START
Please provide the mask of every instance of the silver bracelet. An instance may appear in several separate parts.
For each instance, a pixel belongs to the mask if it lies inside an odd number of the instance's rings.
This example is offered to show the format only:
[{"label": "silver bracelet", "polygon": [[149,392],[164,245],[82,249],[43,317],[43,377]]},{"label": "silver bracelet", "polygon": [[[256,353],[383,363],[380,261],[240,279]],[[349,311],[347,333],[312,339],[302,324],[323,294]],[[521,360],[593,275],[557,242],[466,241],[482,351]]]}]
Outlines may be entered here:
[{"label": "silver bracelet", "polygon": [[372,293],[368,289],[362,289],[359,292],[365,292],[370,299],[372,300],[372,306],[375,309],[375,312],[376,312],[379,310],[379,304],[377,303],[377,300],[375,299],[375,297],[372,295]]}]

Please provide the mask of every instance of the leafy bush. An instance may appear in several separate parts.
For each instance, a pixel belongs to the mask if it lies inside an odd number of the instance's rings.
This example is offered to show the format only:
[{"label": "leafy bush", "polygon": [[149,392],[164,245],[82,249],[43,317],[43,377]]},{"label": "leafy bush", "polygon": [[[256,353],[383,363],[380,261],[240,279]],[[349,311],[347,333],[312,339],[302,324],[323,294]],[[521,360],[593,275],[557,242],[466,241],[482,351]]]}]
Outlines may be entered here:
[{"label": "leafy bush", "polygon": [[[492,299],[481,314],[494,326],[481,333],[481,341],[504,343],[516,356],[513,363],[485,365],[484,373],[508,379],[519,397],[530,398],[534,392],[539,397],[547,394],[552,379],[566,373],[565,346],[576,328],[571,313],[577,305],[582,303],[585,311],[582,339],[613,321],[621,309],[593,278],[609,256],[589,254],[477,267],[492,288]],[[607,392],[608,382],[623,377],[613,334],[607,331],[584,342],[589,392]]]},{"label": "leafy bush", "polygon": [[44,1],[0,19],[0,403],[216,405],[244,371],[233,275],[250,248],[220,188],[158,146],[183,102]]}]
END
-- TASK --
Copy out all of the rows above line by line, changing nothing.

-- RESULT --
Please provide the mask of every instance of the silver bracelet. An instance may appear in several separate parts.
For each instance, a pixel belongs to the mask if it lies inside an odd number of the instance's rings.
This example is offered to show the format only:
[{"label": "silver bracelet", "polygon": [[149,392],[164,245],[82,249],[43,317],[43,377]]},{"label": "silver bracelet", "polygon": [[[256,353],[383,363],[380,261],[240,279]],[[349,311],[347,333],[312,339],[302,324],[323,294]],[[521,360],[593,275],[557,242],[466,241],[482,351]]]}]
Outlines may be entered here:
[{"label": "silver bracelet", "polygon": [[372,293],[368,289],[362,289],[359,292],[365,292],[370,299],[372,300],[372,306],[375,309],[375,312],[376,312],[379,310],[379,304],[377,303],[377,300],[375,299],[375,297],[372,295]]}]

Please provide the mask of every instance of the leafy bush. An instance may appear in several separate parts.
For each instance, a pixel belongs to the mask if it lies inside an odd number of the instance's rings.
This example is offered to show the format only:
[{"label": "leafy bush", "polygon": [[149,392],[164,245],[82,249],[43,317],[43,377]]},{"label": "leafy bush", "polygon": [[[256,353],[383,363],[380,261],[240,279]],[[349,311],[347,333],[312,339],[302,324],[323,294]],[[521,360],[593,275],[557,242],[466,241],[482,351]]]}]
Outlines may be entered here:
[{"label": "leafy bush", "polygon": [[[492,299],[481,314],[494,326],[481,333],[481,341],[504,343],[516,356],[513,363],[485,365],[484,373],[508,379],[519,397],[530,398],[534,392],[539,397],[547,394],[552,379],[566,373],[565,346],[576,328],[571,313],[577,305],[582,303],[585,311],[582,339],[613,321],[621,309],[593,278],[609,256],[589,254],[477,267],[492,288]],[[607,392],[608,382],[623,377],[613,334],[607,331],[584,342],[589,392]]]},{"label": "leafy bush", "polygon": [[44,1],[0,19],[0,403],[216,405],[244,371],[233,275],[250,248],[220,188],[158,146],[183,102]]}]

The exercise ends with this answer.